» Exercise
Please return the material exactly; leave no entry out.

════

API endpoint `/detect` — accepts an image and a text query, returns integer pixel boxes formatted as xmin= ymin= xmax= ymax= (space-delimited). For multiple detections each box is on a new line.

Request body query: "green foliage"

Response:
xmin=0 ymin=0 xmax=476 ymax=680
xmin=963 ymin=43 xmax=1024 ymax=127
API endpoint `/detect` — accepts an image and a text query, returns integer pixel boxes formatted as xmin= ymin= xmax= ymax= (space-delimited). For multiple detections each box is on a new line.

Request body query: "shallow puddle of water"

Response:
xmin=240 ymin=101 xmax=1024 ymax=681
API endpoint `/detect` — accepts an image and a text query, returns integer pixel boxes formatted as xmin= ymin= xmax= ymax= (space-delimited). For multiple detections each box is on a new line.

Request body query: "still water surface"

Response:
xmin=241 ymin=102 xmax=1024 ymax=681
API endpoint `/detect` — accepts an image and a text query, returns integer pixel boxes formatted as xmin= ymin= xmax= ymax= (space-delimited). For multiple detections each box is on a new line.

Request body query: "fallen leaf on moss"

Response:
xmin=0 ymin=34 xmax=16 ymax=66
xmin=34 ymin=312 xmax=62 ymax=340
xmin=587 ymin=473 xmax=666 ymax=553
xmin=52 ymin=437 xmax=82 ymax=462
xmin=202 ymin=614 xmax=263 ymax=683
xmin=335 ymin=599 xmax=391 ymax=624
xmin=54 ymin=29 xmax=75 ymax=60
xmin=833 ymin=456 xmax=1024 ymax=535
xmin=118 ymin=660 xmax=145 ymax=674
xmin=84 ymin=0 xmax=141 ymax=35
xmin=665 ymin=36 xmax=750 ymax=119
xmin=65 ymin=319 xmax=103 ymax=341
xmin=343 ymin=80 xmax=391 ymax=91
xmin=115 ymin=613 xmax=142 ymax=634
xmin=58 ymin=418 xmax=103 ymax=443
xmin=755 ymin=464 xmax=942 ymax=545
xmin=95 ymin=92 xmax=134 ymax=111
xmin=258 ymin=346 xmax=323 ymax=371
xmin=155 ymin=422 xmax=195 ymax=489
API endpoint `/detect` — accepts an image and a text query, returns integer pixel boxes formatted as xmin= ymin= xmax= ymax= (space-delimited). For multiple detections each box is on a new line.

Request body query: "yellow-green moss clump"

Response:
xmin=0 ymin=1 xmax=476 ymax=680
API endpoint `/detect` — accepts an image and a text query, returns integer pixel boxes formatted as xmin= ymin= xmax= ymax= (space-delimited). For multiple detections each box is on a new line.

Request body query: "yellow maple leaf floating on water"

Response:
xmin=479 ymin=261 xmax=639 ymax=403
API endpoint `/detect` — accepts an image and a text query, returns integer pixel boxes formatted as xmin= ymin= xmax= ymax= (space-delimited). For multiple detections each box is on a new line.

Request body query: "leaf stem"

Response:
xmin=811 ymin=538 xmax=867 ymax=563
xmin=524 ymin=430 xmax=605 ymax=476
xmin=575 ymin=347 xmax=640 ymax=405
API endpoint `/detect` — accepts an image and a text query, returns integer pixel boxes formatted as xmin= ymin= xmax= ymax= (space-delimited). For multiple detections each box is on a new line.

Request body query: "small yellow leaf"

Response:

════

» Solution
API endpoint `/detect` — accepts an image and a text query, returns integer pixel boxes formatted as xmin= ymin= xmax= ymax= (space-delimited). For multiple detections each box is on a new line.

Request body query: "green foliage"

Response:
xmin=0 ymin=0 xmax=476 ymax=680
xmin=963 ymin=43 xmax=1024 ymax=127
API endpoint `/detect` — accepts an image and a text query, returns integer pixel boxes formatted as xmin= ymin= xmax= ymax= (space-delimited). For multiple detections each box is on a new line.

Request body query: "shallow puddle of water"

Response:
xmin=240 ymin=101 xmax=1024 ymax=681
API endpoint `/detect` — accepts an image and a text query, returns integer pixel boxes formatted as xmin= ymin= xmax= ymax= (space-delimited). For multiple detections each box is on a new line.

Request body query: "still water surface"

Response:
xmin=241 ymin=102 xmax=1024 ymax=681
API endpoint `/detect` — accepts an image and a text query, returns integer pixel boxes formatted as xmin= ymin= xmax= ymax= (space-delimited). For multiple detections each box is on a new line.

Request body query: "fallen leaf on moss"

Response:
xmin=0 ymin=34 xmax=16 ymax=66
xmin=34 ymin=312 xmax=62 ymax=340
xmin=587 ymin=473 xmax=666 ymax=553
xmin=52 ymin=437 xmax=82 ymax=462
xmin=202 ymin=614 xmax=263 ymax=683
xmin=335 ymin=599 xmax=391 ymax=624
xmin=54 ymin=29 xmax=75 ymax=60
xmin=833 ymin=456 xmax=1024 ymax=535
xmin=118 ymin=660 xmax=145 ymax=674
xmin=84 ymin=0 xmax=141 ymax=35
xmin=665 ymin=36 xmax=750 ymax=119
xmin=65 ymin=319 xmax=103 ymax=341
xmin=343 ymin=80 xmax=391 ymax=91
xmin=115 ymin=613 xmax=142 ymax=634
xmin=58 ymin=418 xmax=103 ymax=443
xmin=755 ymin=464 xmax=942 ymax=545
xmin=95 ymin=92 xmax=134 ymax=111
xmin=258 ymin=346 xmax=323 ymax=371
xmin=155 ymin=422 xmax=195 ymax=489
API endpoint `/detect` — accepts an image and a text query, returns integer pixel boxes formatted as xmin= ymin= xmax= ymax= (space-delimited). For multiple detections each box is on a new line.

Request body query: "yellow-green moss clump"

Response:
xmin=0 ymin=1 xmax=476 ymax=680
API endpoint `/detect` — accepts an image and a text query, returns integer pixel boxes formatted as xmin= ymin= xmax= ymax= (space-delimited). For multiple detections each box is on a new line.

Request body query: "yellow maple leaf floating on water"

Response:
xmin=479 ymin=261 xmax=639 ymax=403
API endpoint `/detect` — accepts an image and a text query, returns integer pixel boxes formatted as xmin= ymin= xmax= ymax= (space-delimited). For multiple detections each box is on a new line.

Request body query: "leaf stem"

Response:
xmin=811 ymin=538 xmax=867 ymax=563
xmin=524 ymin=430 xmax=605 ymax=476
xmin=575 ymin=347 xmax=640 ymax=405
API endpoint `/detect` — accepts an image and a text query, returns integer pixel boxes formatted as xmin= ymin= xmax= ymax= (space-delimited). For multiple detections each box is on a new line.

Request body query: "small yellow leaf"

Response:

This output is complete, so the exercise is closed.